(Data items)
────────

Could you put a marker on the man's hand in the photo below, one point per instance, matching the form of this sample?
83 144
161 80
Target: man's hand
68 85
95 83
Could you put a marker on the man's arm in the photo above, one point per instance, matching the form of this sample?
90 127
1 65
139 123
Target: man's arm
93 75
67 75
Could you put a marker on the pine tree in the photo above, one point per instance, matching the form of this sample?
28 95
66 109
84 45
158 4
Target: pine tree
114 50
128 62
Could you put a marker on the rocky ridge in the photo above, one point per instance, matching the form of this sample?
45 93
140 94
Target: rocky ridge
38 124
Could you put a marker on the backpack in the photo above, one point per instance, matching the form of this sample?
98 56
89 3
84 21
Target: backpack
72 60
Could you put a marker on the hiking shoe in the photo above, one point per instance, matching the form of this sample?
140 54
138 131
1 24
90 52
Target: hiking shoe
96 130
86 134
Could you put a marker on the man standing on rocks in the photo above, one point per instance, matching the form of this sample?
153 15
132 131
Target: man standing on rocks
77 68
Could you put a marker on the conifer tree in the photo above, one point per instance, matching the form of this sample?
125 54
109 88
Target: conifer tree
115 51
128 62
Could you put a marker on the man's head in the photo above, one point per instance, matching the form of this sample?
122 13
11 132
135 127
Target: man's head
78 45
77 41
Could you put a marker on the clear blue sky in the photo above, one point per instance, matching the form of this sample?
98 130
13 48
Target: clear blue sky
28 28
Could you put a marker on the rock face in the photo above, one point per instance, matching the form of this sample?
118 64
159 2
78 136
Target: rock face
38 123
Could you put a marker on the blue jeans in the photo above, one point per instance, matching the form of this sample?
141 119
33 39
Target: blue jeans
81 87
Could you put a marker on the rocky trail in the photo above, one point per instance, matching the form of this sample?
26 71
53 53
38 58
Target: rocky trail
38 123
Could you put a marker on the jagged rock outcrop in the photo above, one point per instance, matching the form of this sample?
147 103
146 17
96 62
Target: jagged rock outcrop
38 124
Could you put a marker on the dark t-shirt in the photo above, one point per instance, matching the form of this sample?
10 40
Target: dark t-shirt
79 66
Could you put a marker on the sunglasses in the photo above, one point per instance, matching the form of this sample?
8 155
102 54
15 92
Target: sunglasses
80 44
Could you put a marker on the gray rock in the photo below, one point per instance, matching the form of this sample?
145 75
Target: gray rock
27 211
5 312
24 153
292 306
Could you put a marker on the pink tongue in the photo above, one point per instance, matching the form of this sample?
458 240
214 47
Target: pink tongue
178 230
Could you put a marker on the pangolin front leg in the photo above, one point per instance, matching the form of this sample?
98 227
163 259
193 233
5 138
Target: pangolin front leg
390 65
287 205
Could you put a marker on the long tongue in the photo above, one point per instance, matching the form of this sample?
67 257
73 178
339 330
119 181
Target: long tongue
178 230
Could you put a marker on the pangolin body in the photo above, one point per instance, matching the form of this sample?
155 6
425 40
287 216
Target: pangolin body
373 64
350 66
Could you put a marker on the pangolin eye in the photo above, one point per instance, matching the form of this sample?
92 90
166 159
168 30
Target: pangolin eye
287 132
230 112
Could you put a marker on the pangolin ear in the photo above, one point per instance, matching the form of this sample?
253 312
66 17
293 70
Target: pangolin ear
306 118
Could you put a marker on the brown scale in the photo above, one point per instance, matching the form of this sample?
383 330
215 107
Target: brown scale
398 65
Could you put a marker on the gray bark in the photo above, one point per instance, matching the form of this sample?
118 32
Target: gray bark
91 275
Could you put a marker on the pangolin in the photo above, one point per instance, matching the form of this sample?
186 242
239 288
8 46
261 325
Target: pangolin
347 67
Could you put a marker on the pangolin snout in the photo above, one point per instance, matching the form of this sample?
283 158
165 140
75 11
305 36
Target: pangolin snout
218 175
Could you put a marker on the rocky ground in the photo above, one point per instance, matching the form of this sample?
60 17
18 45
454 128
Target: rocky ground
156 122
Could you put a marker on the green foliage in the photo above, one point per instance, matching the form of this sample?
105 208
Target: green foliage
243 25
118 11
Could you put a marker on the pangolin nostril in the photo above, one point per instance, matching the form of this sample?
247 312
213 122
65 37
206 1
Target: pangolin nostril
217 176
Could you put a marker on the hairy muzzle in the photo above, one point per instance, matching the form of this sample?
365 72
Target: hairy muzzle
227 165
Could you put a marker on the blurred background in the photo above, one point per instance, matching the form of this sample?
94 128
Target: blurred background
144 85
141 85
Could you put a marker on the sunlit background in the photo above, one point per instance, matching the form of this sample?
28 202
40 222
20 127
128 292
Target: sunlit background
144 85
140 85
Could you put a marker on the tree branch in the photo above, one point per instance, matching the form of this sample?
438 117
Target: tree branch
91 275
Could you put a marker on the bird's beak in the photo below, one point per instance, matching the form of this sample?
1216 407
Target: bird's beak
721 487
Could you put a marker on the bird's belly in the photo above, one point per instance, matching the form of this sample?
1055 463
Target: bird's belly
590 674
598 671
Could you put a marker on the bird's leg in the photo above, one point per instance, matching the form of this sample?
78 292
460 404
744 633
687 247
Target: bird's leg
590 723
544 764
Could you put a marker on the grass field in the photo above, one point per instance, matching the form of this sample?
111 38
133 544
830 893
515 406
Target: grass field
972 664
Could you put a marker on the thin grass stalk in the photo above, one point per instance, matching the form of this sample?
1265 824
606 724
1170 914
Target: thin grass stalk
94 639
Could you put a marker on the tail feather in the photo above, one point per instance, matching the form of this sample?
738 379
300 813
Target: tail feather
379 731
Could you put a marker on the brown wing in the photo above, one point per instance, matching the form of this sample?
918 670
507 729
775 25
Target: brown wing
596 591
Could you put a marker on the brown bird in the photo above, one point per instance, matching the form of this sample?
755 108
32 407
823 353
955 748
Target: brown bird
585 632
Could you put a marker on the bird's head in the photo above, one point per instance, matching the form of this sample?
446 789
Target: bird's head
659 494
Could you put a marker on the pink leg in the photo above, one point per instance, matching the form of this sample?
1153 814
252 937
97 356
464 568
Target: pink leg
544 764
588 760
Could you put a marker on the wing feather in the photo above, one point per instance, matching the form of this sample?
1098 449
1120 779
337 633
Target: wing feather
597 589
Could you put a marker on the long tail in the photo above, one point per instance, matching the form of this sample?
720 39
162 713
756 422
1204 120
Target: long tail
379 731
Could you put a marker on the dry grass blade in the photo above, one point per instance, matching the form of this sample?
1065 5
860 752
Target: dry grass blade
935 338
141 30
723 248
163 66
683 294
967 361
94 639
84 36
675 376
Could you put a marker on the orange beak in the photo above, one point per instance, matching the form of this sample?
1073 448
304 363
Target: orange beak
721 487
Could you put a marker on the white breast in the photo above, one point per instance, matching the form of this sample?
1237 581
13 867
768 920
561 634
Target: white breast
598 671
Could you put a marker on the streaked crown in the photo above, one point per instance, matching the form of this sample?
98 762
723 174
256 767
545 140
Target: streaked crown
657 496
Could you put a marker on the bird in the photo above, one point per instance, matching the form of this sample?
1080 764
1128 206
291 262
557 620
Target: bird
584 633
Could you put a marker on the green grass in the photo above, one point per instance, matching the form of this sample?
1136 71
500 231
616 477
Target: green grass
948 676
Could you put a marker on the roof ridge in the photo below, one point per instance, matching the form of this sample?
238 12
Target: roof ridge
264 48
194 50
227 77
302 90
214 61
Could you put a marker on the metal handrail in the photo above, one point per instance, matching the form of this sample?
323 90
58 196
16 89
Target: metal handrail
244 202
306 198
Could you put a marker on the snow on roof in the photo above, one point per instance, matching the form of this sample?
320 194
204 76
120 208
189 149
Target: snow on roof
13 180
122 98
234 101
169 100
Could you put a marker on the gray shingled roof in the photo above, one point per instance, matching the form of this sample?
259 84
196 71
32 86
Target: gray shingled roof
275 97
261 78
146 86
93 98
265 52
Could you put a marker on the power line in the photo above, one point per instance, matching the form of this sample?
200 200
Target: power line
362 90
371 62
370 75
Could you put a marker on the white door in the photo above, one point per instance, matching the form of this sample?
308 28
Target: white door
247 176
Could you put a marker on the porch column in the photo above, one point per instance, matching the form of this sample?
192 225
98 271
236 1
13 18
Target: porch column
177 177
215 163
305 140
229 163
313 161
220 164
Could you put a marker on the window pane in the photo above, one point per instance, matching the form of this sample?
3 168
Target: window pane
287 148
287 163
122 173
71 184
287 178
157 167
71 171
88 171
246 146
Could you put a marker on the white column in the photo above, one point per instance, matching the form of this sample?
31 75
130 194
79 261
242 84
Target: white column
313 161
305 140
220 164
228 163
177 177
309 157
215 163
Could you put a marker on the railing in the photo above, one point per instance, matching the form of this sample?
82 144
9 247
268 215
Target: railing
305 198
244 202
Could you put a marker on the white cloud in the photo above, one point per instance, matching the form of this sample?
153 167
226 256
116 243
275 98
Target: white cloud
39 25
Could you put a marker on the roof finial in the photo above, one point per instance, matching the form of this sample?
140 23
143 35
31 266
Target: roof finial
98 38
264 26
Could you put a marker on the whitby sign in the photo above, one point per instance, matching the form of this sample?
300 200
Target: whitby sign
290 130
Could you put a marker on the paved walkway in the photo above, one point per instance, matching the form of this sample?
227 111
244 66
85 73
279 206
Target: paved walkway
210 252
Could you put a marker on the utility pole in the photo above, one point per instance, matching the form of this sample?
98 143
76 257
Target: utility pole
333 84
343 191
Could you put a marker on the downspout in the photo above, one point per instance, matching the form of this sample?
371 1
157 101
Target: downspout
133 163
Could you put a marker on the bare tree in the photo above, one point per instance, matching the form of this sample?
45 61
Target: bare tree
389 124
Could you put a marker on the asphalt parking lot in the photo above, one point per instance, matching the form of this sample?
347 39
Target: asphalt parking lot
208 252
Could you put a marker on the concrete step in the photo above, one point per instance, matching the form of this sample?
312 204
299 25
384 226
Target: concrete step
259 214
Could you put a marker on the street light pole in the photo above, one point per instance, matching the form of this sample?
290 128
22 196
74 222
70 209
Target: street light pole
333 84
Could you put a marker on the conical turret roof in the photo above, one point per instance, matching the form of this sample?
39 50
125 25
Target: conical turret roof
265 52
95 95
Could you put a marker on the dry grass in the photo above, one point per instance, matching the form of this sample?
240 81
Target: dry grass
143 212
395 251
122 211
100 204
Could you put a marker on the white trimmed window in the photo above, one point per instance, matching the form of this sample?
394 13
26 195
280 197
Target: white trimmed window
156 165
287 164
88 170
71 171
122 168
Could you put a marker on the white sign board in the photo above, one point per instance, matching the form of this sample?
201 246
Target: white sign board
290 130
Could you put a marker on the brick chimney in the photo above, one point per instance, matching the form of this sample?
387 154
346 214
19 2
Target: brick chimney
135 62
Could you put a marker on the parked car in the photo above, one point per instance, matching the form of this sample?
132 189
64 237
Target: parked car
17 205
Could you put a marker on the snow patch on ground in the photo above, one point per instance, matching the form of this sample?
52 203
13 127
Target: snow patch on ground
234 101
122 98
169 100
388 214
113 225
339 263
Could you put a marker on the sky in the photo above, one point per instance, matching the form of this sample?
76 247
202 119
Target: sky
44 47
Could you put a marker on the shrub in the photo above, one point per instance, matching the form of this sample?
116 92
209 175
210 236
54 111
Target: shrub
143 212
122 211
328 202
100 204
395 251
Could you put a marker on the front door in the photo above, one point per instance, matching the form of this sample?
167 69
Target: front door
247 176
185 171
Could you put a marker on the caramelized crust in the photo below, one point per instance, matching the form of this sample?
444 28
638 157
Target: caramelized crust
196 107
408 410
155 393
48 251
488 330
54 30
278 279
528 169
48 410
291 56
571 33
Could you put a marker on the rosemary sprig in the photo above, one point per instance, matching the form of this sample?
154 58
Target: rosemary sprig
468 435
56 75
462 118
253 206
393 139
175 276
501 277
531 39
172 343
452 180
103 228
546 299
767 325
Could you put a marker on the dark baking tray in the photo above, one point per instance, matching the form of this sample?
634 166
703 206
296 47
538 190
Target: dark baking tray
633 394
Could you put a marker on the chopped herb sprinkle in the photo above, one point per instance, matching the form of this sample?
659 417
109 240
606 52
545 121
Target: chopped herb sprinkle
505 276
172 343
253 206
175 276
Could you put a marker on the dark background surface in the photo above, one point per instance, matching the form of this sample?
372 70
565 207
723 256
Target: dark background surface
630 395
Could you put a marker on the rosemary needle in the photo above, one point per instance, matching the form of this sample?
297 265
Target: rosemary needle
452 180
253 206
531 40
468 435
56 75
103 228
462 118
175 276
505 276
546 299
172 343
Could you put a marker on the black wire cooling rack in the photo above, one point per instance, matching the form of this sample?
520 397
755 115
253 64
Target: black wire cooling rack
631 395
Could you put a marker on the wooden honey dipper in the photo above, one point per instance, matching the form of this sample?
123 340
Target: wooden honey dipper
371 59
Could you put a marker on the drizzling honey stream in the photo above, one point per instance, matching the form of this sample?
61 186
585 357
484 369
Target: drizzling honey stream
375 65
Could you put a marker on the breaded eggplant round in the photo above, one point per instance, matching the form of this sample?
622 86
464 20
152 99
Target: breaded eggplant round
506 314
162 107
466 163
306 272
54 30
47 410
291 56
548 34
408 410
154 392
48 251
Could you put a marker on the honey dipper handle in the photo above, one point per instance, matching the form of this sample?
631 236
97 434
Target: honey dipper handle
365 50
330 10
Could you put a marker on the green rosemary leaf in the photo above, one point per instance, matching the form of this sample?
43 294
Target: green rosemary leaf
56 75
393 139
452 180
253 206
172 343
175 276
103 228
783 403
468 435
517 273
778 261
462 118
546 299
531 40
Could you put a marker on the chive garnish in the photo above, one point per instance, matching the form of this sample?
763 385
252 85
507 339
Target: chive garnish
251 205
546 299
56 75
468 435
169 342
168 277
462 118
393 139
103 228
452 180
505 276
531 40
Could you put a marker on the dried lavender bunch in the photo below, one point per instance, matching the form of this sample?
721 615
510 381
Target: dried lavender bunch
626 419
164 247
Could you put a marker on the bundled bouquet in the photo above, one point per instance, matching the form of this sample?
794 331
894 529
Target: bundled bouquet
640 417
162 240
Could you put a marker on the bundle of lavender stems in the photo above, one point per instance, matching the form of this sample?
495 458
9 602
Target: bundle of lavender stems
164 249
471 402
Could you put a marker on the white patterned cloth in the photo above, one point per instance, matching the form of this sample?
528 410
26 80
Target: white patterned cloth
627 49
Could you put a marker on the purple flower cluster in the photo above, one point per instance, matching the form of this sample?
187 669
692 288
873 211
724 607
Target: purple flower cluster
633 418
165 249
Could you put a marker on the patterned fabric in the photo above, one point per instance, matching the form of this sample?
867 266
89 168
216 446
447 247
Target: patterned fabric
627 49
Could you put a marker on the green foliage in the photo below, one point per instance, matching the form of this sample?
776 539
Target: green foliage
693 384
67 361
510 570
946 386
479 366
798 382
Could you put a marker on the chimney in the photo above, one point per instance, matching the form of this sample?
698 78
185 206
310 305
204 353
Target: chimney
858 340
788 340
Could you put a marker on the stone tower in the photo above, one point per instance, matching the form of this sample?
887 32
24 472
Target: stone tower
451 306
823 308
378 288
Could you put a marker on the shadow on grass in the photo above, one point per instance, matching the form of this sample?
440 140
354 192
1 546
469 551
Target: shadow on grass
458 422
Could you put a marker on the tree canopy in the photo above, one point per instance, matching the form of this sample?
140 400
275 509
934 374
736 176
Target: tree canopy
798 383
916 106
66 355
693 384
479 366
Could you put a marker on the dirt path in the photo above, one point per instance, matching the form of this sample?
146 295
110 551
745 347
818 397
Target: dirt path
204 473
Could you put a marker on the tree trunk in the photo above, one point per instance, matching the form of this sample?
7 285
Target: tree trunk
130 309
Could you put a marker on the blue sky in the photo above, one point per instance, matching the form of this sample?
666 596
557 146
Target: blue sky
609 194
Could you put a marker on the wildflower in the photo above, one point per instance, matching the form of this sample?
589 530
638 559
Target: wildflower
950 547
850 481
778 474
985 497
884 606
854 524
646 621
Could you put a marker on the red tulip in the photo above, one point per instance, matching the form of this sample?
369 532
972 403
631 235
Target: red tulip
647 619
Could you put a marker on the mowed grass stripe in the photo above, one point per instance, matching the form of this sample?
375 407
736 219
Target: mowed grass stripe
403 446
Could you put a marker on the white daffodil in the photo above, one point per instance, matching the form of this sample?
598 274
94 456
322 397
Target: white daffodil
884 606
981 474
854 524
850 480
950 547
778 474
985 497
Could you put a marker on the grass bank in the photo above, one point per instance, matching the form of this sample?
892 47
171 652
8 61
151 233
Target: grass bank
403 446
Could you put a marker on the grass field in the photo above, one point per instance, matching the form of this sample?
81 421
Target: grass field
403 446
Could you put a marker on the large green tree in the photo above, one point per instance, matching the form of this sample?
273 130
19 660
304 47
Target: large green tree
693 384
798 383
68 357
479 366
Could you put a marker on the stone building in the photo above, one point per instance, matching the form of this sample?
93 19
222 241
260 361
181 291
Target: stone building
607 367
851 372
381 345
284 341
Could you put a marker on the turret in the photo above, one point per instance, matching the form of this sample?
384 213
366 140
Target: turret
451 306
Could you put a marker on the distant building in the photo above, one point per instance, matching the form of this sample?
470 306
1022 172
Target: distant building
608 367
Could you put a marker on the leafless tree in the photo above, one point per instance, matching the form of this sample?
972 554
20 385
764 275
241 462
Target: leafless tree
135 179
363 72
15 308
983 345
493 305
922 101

────────

— WRITTEN TASK —
From the line with "Could you put a marker on the turret" to the last line of the material, give every line again exactly, and only those lines.

— REPLY TO THE EXERCISE —
Could you put a marker on the turret in the photo above, one point per instance, matching the form of this sample?
384 213
366 140
Target: turret
451 306
Could you put a marker on the distant building in the photo above, one point per instance, matching the form of this sample?
470 306
1022 172
Target: distant building
608 367
Could you put a marker on the leafless tree in the photo above, one point per instance, matching the form of this sample?
972 554
20 385
764 275
241 462
Target: leafless tree
135 179
363 72
15 308
983 345
493 305
922 101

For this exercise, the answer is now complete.